→ **WHAT NEEDS TO BE DONE**: Copy out each of the following lines word for word, leaving every character unchanged.

→ **MATERIAL FOR THIS EXERCISE**:
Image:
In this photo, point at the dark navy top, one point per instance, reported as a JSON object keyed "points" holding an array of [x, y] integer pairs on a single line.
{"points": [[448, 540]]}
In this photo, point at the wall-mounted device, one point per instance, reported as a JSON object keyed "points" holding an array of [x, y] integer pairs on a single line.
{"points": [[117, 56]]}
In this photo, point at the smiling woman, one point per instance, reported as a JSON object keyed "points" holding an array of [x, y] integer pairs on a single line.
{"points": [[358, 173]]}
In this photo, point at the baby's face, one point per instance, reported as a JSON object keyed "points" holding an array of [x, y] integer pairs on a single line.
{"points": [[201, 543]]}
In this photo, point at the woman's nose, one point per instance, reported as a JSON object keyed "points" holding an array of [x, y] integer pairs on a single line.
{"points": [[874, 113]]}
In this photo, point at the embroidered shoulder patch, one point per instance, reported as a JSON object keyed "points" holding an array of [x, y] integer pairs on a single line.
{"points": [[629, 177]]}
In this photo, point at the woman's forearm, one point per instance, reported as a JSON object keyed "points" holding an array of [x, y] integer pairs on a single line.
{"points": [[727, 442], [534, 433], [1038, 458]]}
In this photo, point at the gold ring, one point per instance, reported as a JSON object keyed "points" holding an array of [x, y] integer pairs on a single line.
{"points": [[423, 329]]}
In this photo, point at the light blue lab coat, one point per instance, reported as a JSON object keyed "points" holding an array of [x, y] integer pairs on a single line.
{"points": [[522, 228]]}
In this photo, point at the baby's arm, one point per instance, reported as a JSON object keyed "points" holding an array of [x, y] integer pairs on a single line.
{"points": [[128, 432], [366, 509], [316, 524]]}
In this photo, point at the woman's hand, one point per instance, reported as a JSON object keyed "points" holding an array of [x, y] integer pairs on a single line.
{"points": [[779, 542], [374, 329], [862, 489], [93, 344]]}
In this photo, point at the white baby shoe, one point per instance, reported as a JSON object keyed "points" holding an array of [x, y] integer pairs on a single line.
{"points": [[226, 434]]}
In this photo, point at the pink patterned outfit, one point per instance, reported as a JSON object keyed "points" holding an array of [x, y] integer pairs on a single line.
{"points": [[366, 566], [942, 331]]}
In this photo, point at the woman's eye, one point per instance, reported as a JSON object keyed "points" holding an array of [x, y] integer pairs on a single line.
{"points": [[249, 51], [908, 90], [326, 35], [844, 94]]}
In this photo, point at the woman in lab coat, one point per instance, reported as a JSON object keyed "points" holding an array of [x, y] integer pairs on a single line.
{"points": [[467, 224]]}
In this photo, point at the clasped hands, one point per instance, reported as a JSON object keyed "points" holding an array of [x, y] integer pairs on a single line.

→ **RESPONSE BELOW**:
Image:
In this photo, point at the dark navy top, one point per instance, reported as a JSON object keyed "points" holding an array of [x, y] integer pairs on a single line.
{"points": [[448, 540]]}
In this photo, point at the wall-mounted device, one point per instance, reported as a JSON object keyed "points" holding an array of [x, y] integer pairs on a single line.
{"points": [[117, 56]]}
In this photo, point at the smiling woman, one point per instance, reported as a JSON object keyed "points" holding an array of [x, y] integer pairs on a single line.
{"points": [[358, 173]]}
In this photo, point at the baby's face, one point per instance, reported as a JSON object keyed "points" holding an array of [x, y] integer pairs on a single line.
{"points": [[201, 543]]}
In this photo, point at the woman's nose, one point per instance, reported as a JSON object keyed "points" holding an array of [x, y] integer pairs on a single line.
{"points": [[874, 113]]}
In this photo, point at the embroidered shoulder patch, one point per instance, reported as a JSON object keyed "points" holding an array of [x, y] integer pairs on a single line.
{"points": [[629, 177]]}
In this photo, point at the woman's forearm, one point per instance, reported as a JSON object keyed "points" holding an array of [x, y] integer pairs on a single line.
{"points": [[727, 442], [534, 433], [1038, 458]]}
In this photo, point at the gold ring, one point per instance, reported as a JSON object keyed "points" holding an array of [x, y] integer pairs on a single line.
{"points": [[423, 329]]}
In this photo, point at the light blue lab coat, one point per instance, reported as a JSON object keyed "points" holding an array of [x, y] integer pairs on a single line.
{"points": [[522, 228]]}
In this photo, point at the baby's arm, one point per instance, reported as a JSON object keyed "points" holding an array of [x, y] integer pairs on a single line.
{"points": [[128, 432], [366, 509], [316, 524]]}
In this photo, point at the woman's hand, one point per instance, reported as a JSON object keyed "points" holding an array of [x, y] integer pairs on a single line.
{"points": [[779, 542], [374, 329], [862, 489], [93, 344]]}
In this photo, point at the white baby shoe, one point per instance, reported as a JSON object keyed "points" holding an array of [x, y] integer pairs on a single line.
{"points": [[226, 434]]}
In this photo, point at the pink patterned outfit, one point per instance, reported as a JSON object keyed "points" holding an array of [x, y] integer pairs on a single line.
{"points": [[366, 566], [942, 331]]}
In this photo, point at the woman's eye, one point per instance, reported as a JSON object keyed "points" holding an array of [x, y] integer pairs on a single line.
{"points": [[249, 51], [908, 90], [326, 35], [844, 94]]}
In this photo, point at the woman in lab coat, one point per instance, reported as a JSON object keyed "points" holding an array of [x, y] integer pairs on a single line.
{"points": [[467, 224]]}
In this photo, point at the clasped hands, one point per instance, reported as a JSON object keyed "points" holding an array of [x, y] integer pairs on a single line.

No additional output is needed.